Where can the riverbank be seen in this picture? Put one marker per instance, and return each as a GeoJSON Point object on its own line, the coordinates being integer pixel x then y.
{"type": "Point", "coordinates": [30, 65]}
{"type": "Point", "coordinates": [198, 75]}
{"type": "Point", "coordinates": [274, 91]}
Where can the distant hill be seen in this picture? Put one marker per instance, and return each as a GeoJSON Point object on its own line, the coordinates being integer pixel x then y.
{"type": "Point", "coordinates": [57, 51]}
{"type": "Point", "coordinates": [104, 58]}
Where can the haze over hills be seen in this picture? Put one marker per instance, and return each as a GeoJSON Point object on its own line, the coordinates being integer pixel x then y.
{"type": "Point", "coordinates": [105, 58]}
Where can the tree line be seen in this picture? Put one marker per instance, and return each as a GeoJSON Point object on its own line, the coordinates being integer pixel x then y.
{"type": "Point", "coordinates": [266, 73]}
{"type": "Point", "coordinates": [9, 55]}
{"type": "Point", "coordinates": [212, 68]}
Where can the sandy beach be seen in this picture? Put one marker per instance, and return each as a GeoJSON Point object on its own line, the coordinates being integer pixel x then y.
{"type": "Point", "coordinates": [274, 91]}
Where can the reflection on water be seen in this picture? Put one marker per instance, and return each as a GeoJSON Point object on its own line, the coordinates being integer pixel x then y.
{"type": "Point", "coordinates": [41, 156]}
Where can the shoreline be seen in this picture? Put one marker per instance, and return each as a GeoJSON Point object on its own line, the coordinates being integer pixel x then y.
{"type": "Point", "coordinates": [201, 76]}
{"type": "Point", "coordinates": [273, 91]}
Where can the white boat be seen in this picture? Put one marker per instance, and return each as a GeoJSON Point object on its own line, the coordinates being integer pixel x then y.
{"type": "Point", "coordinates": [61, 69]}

- _Goal of the exercise_:
Once more, write out the records exactly as they are.

- _Solution to the exercise_:
Where can the riverbank be seen in this picture? Put one marker per instance, and return each as a GeoJSON Point object on its own line, the coordinates being integer pixel x then y.
{"type": "Point", "coordinates": [30, 65]}
{"type": "Point", "coordinates": [198, 75]}
{"type": "Point", "coordinates": [274, 91]}
Where can the distant hill be seen in this picture? Put one marker per instance, and return each as a GeoJSON Point object on its own line, the coordinates being integer pixel x then y.
{"type": "Point", "coordinates": [57, 51]}
{"type": "Point", "coordinates": [104, 58]}
Where can the haze over hills be seen in this picture? Put one marker per instance, and return each as a GeoJSON Point object on its own line, the coordinates being integer pixel x then y.
{"type": "Point", "coordinates": [105, 58]}
Where can the tree line be seen in this picture? Put one marker per instance, and return each as a GeoJSON Point object on its own line, the coordinates being integer pixel x then y.
{"type": "Point", "coordinates": [266, 73]}
{"type": "Point", "coordinates": [9, 55]}
{"type": "Point", "coordinates": [212, 68]}
Where can the sandy beach be seen in this picture? Put one marker per instance, and return each as a GeoJSON Point object on its own line, the coordinates being integer pixel x then y.
{"type": "Point", "coordinates": [274, 91]}
Where can the reflection on water be seen in this picture? Put one marker per instance, and return each as a GeoJSON Point object on its own line, the coordinates being integer pixel x then y.
{"type": "Point", "coordinates": [41, 156]}
Where can the shoreline be seen in this picture? Put one marker per instance, and return each as a GeoJSON Point object on its own line, the coordinates being integer pixel x then y.
{"type": "Point", "coordinates": [201, 76]}
{"type": "Point", "coordinates": [273, 91]}
Where can the white boat be seen in this picture? Put one marker per instance, and return each as a GeoJSON Point object on its own line, the coordinates being integer pixel x then y.
{"type": "Point", "coordinates": [61, 69]}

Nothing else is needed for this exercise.